Objectif: Recopiez mot pour mot un passage du texte sur la cuisine d'Émilie-Romagne : partez de l'endroit où figurent les mots « Le repas traditionnel » et arrêtez-vous juste après « (anolini al brodo). ».

Source:
·····

Parmesan, jambon de Parme, mortadelle, tagliatelle, pâtes farcies (tortellini), vinaigre balsamique de Modène et bien d’autres mets délicieux sont originaires de l’Émilie-Romagne. Si à « Bologne la grasse » et dans toute la région le cochon est roi, il serait injuste de limiter la cuisine locale à la mortadelle de Bologne et au jambon de Parme.
La cuisine d’Émilie-Romagne est considérée à juste titre comme une des plus riches d’Italie, il faut dire que l’Emilie et la Romagne sont historiquement deux régions distinctes avec des traditions anciennes qui leurs sont propres. Plusieurs vins locaux rouges, blancs et pétillants sont également réputés dans ces deux régions où le bien manger fait parti de la tradition et de l’art de vivre.
La tradition culinaire ne date pas d’hier dans l’Emilie-Romagne urbaine où des banquets fastueux s’étalaient sur plusieurs jours il y a fort longtemps. Ces festins se déroulaient dans des cités qui voulaient afficher leur richesse et leur puissance. Les banquets de la famille d’Este à Ferrare sont particulièrement remarqués dès le Moyen Age. Ces festins donnés par les ducs de Ferrare sont élevés au rang d’art à la Renaissance. Des chefs cuisiniers réputés comme Cristoforo di Messisbugo organisaient alors banquets et repas princiers. La cuisine contemporaine émilienne et romagnole n’a que peu de rapport avec les fastes de la Renaissance même si on peut encore la qualifier de riche avec son utilisation fréquente des pâtes fraiches aux oeufs et farcies.
Le repas traditionnel en Emilie-Romagne peut débuter par un plat de charcuterie accompagné de Gnocco Fritto, spécialité originaire des provinces de Reggio Emilia et Modène qui n’a rien à voir avec les gnocchis de pomme de terre. Les gnocci fritti (cuits dans le saindoux) sont constitués de pâte à pain et souvent agrémentés de jambon de parme mais l’antipasti peut aussi proposer melon et jambon de Parme, de fromage ou autres charcuteries.
Pâtes fraiches et sèches
L’Émilie-Romagne est célèbre pour ces nombreuses pâtes aux oeufs absolument savoureuses proposées à différentes farces (viandes, ricotta, artichaut, asperge, courge, betterave ‘ravioli di rape rosse’…). Parmi les pâtes typiques de cette région, on peut se régaler avec :
- Anolini : pâtes fraîches farcies servies à Parme. A Plaisance, les anolini sont plus petits. On peut les mettre dans un bouillon de volaille (anolini al brodo).
- Bazott
- Cappellacci : originaires de la région de Ferrare, parfois appelés « Caplaz », ces pâtes fraîches ont une forme de chapeau. Le bouillon de chapon (cappone) dégraissé se marie bien avec la cuisson des cappellacci et cappelletti.

·····

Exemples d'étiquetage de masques

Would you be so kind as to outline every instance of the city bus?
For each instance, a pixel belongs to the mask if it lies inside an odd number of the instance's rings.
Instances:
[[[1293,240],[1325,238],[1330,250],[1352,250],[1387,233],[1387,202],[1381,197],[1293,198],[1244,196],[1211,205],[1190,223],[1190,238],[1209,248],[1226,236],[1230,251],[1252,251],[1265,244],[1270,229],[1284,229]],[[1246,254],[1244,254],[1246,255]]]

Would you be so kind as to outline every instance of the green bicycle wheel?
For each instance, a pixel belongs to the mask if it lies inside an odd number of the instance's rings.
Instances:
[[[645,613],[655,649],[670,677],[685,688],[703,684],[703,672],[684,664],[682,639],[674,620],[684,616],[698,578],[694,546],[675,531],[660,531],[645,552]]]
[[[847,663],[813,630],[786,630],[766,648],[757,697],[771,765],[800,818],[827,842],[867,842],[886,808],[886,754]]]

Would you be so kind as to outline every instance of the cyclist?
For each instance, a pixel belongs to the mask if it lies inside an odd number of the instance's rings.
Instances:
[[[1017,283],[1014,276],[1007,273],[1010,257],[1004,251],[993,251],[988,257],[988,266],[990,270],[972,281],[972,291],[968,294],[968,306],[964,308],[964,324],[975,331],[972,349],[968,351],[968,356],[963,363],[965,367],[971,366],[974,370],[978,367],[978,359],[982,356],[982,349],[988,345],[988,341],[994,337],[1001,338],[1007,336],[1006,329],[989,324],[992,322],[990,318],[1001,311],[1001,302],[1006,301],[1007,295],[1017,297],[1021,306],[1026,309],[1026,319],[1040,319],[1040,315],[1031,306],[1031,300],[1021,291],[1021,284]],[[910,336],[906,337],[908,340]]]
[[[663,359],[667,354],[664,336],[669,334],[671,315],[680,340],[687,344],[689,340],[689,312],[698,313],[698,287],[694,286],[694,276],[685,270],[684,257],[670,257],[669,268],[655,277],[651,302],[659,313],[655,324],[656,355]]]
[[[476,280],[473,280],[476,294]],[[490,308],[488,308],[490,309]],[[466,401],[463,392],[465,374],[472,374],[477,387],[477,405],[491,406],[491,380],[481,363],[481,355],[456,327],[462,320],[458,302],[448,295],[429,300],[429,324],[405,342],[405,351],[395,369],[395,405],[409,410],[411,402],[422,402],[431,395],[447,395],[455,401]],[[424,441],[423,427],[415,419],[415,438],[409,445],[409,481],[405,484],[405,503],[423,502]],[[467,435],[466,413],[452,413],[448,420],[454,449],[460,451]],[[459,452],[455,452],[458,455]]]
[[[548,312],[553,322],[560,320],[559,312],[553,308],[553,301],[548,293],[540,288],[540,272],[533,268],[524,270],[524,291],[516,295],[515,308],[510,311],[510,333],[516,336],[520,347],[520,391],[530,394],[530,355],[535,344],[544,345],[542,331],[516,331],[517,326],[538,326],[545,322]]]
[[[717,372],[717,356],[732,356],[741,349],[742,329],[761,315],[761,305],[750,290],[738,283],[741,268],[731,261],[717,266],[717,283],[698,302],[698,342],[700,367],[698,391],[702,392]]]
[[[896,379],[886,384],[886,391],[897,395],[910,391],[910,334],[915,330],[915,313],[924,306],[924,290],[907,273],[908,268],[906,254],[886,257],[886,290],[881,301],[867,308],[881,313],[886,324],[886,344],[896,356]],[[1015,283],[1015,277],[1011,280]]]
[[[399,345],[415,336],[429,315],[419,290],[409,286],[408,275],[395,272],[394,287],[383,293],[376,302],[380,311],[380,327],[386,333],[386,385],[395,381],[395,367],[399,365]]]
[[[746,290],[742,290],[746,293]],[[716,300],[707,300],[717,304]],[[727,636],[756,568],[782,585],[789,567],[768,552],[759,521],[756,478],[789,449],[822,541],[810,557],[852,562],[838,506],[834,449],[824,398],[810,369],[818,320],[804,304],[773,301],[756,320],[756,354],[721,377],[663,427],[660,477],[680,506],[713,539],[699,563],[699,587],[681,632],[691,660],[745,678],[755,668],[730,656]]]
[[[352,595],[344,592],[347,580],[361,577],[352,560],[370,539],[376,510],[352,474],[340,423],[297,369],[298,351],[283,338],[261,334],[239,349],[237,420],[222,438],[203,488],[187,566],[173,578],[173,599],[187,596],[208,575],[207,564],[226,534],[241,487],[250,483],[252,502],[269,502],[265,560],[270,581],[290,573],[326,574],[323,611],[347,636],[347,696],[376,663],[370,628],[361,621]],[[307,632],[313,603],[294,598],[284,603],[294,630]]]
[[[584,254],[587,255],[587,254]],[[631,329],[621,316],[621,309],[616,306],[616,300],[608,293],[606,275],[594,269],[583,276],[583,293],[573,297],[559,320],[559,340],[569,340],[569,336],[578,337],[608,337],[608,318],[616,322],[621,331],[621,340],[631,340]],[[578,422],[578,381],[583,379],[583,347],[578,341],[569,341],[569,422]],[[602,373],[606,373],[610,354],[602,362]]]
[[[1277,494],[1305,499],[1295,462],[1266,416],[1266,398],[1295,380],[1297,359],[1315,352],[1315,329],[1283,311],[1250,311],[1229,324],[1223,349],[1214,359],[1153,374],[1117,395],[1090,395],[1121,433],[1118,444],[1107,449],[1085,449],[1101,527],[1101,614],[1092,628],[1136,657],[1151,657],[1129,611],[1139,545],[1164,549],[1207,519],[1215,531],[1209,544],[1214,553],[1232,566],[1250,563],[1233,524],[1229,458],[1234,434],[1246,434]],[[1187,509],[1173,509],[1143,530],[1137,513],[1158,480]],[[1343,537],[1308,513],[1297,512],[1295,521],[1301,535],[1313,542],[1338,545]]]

·····

Réponse rédigée:
Le repas traditionnel en Emilie-Romagne peut débuter par un plat de charcuterie accompagné de Gnocco Fritto, spécialité originaire des provinces de Reggio Emilia et Modène qui n’a rien à voir avec les gnocchis de pomme de terre. Les gnocci fritti (cuits dans le saindoux) sont constitués de pâte à pain et souvent agrémentés de jambon de parme mais l’antipasti peut aussi proposer melon et jambon de Parme, de fromage ou autres charcuteries.
Pâtes fraiches et sèches
L’Émilie-Romagne est célèbre pour ces nombreuses pâtes aux oeufs absolument savoureuses proposées à différentes farces (viandes, ricotta, artichaut, asperge, courge, betterave ‘ravioli di rape rosse’…). Parmi les pâtes typiques de cette région, on peut se régaler avec :
- Anolini : pâtes fraîches farcies servies à Parme. A Plaisance, les anolini sont plus petits. On peut les mettre dans un bouillon de volaille (anolini al brodo).